──────── Information shown ────────

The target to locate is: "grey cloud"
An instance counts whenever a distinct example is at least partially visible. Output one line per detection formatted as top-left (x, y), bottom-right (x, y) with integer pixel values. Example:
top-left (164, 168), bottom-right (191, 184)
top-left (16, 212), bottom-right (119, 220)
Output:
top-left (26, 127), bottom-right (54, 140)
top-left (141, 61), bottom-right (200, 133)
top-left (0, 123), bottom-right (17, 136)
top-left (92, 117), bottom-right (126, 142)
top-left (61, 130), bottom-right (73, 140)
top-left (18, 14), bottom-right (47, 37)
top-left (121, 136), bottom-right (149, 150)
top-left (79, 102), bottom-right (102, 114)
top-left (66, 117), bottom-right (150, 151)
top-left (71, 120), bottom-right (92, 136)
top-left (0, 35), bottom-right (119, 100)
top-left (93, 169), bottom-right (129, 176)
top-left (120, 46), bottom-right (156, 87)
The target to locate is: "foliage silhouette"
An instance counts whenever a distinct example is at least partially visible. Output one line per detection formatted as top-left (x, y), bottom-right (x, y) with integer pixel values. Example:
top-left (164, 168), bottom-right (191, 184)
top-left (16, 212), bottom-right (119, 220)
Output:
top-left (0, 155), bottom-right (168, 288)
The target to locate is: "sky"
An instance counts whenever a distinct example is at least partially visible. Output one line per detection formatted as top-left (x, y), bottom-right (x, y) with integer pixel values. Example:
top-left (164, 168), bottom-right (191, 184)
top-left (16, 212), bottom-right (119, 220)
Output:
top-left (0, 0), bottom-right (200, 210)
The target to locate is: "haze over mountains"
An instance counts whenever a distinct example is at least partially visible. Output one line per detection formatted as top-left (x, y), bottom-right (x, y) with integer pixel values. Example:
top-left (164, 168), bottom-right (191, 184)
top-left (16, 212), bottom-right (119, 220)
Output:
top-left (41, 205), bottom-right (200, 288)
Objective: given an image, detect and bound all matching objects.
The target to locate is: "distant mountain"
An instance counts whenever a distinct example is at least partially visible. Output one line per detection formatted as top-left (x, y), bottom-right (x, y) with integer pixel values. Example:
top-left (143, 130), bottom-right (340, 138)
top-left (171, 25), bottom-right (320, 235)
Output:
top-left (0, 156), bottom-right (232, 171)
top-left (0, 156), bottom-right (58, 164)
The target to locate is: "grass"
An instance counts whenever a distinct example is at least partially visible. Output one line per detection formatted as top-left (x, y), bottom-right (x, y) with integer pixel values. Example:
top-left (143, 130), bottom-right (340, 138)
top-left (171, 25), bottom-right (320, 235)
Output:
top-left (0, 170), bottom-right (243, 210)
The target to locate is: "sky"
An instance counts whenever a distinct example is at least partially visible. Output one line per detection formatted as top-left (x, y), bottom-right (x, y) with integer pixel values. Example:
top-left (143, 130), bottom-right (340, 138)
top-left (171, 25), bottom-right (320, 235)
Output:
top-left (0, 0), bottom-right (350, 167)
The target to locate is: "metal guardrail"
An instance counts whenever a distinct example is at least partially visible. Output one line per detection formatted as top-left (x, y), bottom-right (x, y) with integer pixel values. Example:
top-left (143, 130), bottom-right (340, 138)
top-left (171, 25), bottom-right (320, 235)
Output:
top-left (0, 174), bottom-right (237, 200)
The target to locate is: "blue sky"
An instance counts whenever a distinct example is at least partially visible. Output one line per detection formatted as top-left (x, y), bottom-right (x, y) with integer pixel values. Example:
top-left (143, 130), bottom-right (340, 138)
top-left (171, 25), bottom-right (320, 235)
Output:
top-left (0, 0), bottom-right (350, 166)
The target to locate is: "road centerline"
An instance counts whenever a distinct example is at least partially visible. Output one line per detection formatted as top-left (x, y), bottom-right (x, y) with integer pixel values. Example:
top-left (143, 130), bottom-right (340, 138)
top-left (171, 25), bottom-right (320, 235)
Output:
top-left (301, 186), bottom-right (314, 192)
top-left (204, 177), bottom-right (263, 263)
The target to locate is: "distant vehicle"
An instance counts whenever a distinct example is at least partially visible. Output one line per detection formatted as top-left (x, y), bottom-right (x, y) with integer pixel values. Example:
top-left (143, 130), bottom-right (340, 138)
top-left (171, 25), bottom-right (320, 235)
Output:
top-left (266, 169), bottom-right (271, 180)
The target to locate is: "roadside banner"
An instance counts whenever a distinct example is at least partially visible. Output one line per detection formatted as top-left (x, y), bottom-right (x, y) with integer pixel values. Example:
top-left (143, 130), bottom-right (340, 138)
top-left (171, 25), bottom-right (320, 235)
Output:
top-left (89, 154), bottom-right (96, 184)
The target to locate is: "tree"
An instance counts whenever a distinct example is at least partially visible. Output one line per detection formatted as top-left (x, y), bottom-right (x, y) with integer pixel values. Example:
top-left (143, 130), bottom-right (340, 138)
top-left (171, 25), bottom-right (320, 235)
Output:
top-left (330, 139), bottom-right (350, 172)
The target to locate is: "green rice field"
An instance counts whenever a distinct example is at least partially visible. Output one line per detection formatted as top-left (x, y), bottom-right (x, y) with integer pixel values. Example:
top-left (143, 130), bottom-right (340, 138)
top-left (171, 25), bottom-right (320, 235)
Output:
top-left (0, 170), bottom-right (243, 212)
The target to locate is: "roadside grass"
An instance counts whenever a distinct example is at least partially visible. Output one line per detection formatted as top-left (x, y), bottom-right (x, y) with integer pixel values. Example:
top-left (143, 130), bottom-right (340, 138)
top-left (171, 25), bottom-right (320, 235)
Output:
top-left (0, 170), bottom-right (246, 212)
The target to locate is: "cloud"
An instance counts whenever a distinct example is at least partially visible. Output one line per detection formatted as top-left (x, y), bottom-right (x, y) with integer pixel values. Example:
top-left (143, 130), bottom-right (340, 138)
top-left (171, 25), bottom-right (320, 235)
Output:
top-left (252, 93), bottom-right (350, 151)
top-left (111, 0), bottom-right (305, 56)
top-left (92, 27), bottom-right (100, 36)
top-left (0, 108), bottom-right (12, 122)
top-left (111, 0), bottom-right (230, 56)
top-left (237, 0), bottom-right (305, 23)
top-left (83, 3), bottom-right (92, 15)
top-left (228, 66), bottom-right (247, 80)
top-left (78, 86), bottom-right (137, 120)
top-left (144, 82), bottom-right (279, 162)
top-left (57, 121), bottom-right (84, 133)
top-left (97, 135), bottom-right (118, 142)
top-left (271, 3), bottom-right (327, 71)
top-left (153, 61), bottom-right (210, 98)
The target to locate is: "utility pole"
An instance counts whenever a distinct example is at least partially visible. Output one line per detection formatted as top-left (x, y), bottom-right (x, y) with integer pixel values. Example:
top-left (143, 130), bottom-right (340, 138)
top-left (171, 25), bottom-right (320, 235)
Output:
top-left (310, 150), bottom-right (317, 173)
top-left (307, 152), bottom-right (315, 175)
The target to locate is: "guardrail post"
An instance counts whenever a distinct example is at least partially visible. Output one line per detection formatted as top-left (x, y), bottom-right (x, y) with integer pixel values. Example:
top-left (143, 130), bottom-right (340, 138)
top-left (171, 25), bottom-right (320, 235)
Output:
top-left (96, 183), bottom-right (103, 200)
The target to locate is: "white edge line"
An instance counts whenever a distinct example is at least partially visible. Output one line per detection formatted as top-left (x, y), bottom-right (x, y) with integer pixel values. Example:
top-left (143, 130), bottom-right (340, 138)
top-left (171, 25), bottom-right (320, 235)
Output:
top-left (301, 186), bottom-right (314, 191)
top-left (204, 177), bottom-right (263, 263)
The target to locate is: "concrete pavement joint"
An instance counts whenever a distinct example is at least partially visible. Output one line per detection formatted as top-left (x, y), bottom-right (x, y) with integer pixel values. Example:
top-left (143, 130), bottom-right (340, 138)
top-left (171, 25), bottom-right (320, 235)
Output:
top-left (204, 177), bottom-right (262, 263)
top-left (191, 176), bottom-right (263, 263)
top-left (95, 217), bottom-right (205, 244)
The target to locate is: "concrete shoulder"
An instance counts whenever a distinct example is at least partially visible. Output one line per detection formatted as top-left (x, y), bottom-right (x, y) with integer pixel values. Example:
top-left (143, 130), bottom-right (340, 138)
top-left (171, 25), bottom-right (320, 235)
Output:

────────

Short problem:
Repeat everything in the material from the start down to the line containing "top-left (41, 205), bottom-right (200, 288)", both ends included, requests and all, adding 119 to every coordinate in the answers.

Result for this exercise:
The target to locate is: "grey cloud"
An instance counts whenever a distinct example is at least partially visible. Output one line per detection formatted as top-left (x, y), bottom-right (x, y) with integer pixel values. Example:
top-left (164, 168), bottom-right (191, 184)
top-left (16, 212), bottom-right (119, 220)
Output:
top-left (145, 246), bottom-right (173, 259)
top-left (260, 180), bottom-right (319, 252)
top-left (119, 242), bottom-right (136, 255)
top-left (211, 236), bottom-right (245, 261)
top-left (180, 249), bottom-right (192, 259)
top-left (137, 133), bottom-right (166, 156)
top-left (240, 255), bottom-right (268, 269)
top-left (198, 221), bottom-right (221, 233)
top-left (185, 236), bottom-right (269, 270)
top-left (190, 239), bottom-right (211, 255)
top-left (119, 154), bottom-right (238, 219)
top-left (212, 288), bottom-right (248, 295)
top-left (239, 165), bottom-right (275, 206)
The target to locate is: "foliage silhouette"
An instance counts whenever a distinct example is at least partially visible. Output one line per detection formatted as top-left (x, y), bottom-right (x, y) with integer pixel values. Example:
top-left (164, 168), bottom-right (191, 184)
top-left (16, 212), bottom-right (119, 220)
Output:
top-left (119, 274), bottom-right (287, 407)
The target to locate is: "sky"
An instance counts whenever a distinct example is at least partially visible. Output one line per detection formatted as top-left (x, y), bottom-right (x, y) with integer pixel values. Example:
top-left (164, 168), bottom-right (191, 184)
top-left (16, 212), bottom-right (119, 220)
Output:
top-left (119, 119), bottom-right (319, 329)
The target to locate is: "haze over mountains"
An instance counts whenever a distinct example is at least partially visible. Output one line per detection formatted as top-left (x, y), bottom-right (x, y) with integer pixel values. Example:
top-left (164, 168), bottom-right (191, 184)
top-left (16, 212), bottom-right (119, 220)
Output:
top-left (160, 324), bottom-right (319, 407)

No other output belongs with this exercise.